Bulk Import with Fallback from Pairwise COPY to Individual Inserts

When importing large amounts of relational data into a database, a bulk COPY operation can fail entirely due to schema constraint violations. By first attempting bulk import and falling back to individual inserts for failed rows, you can balance speed and success rate.

Code

import fs from 'fs/promises';
import { createReadStream } from 'fs';
import { createInterface } from 'readline';
import path from 'path';
import kuzu from 'kuzu';

interface ImportStats {
  total: number;
  bulkSuccess: number;
  individualInserts: number;
  failed: number;
}

/**
 * Bulk import relationships from CSV with fallback to individual inserts
 */
export async function importRelationshipsWithFallback(
  conn: kuzu.Connection,
  csvPath: string,
  tableName: string
): Promise<ImportStats> {
  const stats: ImportStats = {
    total: 0,
    bulkSuccess: 0,
    individualInserts: 0,
    failed: 0
  };

  try {
    // First attempt bulk COPY (fastest)

▸ PROVIDED MATERIAL:
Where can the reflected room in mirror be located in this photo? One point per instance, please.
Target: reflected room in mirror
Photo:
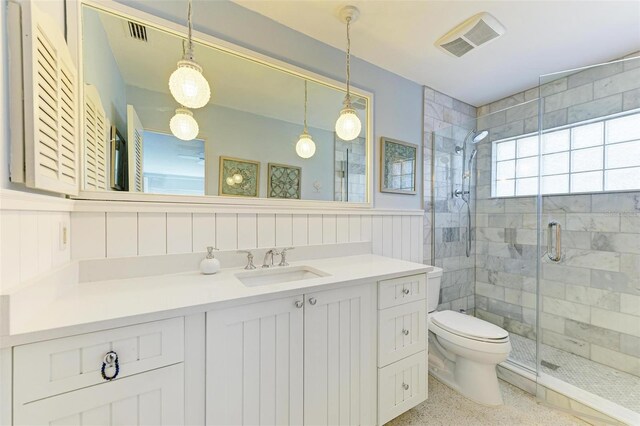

▸ EXERCISE INSTRUCTIONS:
A. For the page on bulk import with fallback, decide whether each statement agrees with the text. Answer yes or no for each, and quote the words that decide it.
(i) A bulk COPY operation can fail entirely because of schema constraint violations.
(ii) The approach tries individual inserts first and turns to bulk import only for rows that fail.
(iii) The ImportStats interface has a field that counts failed rows.
B. Transcribe the part of the page on bulk import with fallback starting with "Bulk Import with" and going on through "and success rate.".

▸ RESPONSES TO THE TASKS:
A.
(i) Yes: "a bulk COPY operation can fail entirely due to schema constraint violations"
(ii) No: "By first attempting bulk import and falling back to individual inserts for failed rows"
(iii) Yes: "failed: number;"

B.
Bulk Import with Fallback from Pairwise COPY to Individual Inserts

When importing large amounts of relational data into a database, a bulk COPY operation can fail entirely due to schema constraint violations. By first attempting bulk import and falling back to individual inserts for failed rows, you can balance speed and success rate.